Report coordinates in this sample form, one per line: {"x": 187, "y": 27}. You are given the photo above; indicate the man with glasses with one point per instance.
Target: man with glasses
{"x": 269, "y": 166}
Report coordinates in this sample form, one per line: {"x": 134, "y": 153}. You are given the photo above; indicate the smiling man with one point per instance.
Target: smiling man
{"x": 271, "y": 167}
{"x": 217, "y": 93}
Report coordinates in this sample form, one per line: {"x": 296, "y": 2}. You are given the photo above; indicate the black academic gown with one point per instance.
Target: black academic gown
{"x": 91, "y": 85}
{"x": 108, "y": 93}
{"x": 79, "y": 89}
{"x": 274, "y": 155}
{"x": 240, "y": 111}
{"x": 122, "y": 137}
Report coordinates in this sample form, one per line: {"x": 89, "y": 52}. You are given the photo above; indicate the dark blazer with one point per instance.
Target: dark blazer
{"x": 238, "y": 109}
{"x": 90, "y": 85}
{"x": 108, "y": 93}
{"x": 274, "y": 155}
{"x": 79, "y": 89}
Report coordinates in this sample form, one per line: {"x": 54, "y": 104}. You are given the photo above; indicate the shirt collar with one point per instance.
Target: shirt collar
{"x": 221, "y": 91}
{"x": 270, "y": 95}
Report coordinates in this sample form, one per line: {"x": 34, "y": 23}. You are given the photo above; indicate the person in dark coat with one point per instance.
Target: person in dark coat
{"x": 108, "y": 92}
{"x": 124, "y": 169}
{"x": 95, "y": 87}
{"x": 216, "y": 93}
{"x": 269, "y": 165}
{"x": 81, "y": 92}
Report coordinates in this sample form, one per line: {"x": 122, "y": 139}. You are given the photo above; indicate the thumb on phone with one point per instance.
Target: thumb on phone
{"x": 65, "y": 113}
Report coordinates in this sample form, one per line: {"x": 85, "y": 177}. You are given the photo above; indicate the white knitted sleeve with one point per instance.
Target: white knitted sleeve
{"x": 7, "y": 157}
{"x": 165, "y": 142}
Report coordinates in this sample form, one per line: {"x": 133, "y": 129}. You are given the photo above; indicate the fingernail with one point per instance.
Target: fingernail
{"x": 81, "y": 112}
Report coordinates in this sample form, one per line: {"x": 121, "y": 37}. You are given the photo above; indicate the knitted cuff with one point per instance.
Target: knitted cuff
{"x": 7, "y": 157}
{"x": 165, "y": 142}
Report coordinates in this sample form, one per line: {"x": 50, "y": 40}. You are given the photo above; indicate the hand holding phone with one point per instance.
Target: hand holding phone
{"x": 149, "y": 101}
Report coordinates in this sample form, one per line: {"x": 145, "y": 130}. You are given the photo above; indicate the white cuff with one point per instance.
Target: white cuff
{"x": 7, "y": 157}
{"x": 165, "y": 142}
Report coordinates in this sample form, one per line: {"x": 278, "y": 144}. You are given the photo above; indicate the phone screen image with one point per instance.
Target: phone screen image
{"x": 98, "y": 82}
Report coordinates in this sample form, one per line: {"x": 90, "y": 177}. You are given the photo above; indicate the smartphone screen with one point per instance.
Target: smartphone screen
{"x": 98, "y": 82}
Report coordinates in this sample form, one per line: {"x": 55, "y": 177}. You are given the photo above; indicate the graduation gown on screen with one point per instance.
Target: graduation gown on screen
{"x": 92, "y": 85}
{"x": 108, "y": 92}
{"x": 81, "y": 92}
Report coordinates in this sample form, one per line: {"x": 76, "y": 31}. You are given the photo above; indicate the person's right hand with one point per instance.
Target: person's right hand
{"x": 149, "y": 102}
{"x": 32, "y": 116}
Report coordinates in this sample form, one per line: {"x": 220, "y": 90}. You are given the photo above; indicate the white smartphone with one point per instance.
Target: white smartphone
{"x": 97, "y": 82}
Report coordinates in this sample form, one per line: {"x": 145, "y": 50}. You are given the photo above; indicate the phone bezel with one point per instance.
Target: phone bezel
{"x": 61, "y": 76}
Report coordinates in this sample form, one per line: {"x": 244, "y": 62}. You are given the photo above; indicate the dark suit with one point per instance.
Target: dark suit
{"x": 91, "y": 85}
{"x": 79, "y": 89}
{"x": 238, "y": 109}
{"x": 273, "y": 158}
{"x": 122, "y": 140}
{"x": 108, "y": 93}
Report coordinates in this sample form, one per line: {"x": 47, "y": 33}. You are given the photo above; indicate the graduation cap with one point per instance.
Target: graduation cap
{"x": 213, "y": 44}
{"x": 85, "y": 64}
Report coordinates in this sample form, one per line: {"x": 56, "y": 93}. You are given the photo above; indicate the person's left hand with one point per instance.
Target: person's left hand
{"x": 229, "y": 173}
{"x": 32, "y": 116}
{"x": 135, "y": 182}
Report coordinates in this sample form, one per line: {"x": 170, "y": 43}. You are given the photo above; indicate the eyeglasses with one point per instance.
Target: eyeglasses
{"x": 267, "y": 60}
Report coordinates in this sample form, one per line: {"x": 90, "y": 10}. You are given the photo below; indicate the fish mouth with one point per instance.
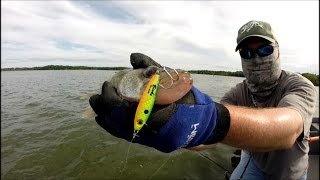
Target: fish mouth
{"x": 174, "y": 84}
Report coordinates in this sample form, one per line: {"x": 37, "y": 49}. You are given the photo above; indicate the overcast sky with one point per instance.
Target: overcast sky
{"x": 179, "y": 34}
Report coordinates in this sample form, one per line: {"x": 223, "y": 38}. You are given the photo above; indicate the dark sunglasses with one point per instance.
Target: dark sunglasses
{"x": 262, "y": 51}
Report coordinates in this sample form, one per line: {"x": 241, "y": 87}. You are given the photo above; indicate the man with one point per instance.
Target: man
{"x": 268, "y": 114}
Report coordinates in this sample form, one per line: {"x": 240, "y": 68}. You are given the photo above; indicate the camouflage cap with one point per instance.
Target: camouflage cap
{"x": 255, "y": 28}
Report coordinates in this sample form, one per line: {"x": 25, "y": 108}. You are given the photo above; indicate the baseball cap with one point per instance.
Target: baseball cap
{"x": 255, "y": 28}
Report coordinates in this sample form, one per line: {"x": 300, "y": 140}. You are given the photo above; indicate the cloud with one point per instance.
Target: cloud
{"x": 180, "y": 34}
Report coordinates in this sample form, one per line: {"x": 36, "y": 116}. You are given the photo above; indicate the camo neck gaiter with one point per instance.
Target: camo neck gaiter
{"x": 262, "y": 73}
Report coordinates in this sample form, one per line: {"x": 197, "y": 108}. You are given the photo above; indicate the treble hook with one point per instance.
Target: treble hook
{"x": 172, "y": 79}
{"x": 164, "y": 68}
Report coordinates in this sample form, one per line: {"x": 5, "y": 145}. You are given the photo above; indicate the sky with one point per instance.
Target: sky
{"x": 190, "y": 35}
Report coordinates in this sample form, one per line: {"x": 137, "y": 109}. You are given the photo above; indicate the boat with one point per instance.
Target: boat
{"x": 313, "y": 169}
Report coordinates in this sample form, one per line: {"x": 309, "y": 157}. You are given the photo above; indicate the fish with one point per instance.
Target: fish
{"x": 130, "y": 84}
{"x": 146, "y": 102}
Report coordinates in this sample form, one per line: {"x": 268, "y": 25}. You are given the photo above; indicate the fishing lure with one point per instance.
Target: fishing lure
{"x": 146, "y": 103}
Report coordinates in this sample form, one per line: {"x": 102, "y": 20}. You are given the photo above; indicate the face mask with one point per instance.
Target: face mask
{"x": 262, "y": 73}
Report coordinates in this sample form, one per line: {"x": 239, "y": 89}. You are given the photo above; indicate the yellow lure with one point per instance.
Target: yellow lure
{"x": 146, "y": 103}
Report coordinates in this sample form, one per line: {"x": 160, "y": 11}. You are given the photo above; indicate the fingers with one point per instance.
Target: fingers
{"x": 139, "y": 60}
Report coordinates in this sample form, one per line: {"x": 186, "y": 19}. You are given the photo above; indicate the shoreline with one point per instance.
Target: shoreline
{"x": 312, "y": 77}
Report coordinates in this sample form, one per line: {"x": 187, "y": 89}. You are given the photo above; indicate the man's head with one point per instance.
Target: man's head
{"x": 259, "y": 52}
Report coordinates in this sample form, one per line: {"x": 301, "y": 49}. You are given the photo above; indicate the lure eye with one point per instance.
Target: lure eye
{"x": 140, "y": 122}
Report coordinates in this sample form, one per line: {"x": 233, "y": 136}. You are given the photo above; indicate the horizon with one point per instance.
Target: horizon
{"x": 131, "y": 67}
{"x": 105, "y": 33}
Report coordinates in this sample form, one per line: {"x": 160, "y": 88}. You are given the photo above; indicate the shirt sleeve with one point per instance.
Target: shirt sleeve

- Work required: From the listing above, return the lines starting at the one with "Target: treble hook" and ending at the one with "head with one point per instance.", both kept, exactly as they appear and nothing more.

- Your solution:
Target: treble hook
{"x": 172, "y": 79}
{"x": 164, "y": 68}
Report coordinates in this sample form, one per line: {"x": 5, "y": 145}. You are given the photo above; indicate the sky with one point per instance.
Target: sky
{"x": 190, "y": 35}
Report coordinates in this sample form, one per line: {"x": 137, "y": 109}. You are given the photo above; indicate the boat with one point per instance.
Target: boat
{"x": 313, "y": 169}
Report coordinates in this sample form, one per line: {"x": 309, "y": 157}. You are given the photo above; indicate the fish with one point per instance.
Target: fish
{"x": 130, "y": 84}
{"x": 146, "y": 102}
Report coordinates in this sample form, one per line: {"x": 268, "y": 25}. You are given the photo above; indicate the fishing lure with one point per instance.
Target: fishing lure
{"x": 146, "y": 103}
Report coordinates in this sample form, one per line: {"x": 102, "y": 20}. You are given the photo above; indicate the face mask with one point per instance.
Target: face mask
{"x": 262, "y": 73}
Report coordinates in this sample form, one per line: {"x": 239, "y": 89}. You are given the photo above; indicate the yellow lure with one point per instance.
Target: yellow lure
{"x": 146, "y": 103}
Report coordinates in this sample form, one per line: {"x": 160, "y": 11}. You are given the photo above; indicate the fingers with one point per instance.
Target: fingers
{"x": 139, "y": 60}
Report coordinates in this sample form, one per line: {"x": 186, "y": 19}. You are given the photo above; indicate the shoreline with one point per instance.
Target: shoreline
{"x": 312, "y": 77}
Report coordinates in this sample form, one per line: {"x": 187, "y": 89}. You are given the photo above; indicate the man's head with one point per instance.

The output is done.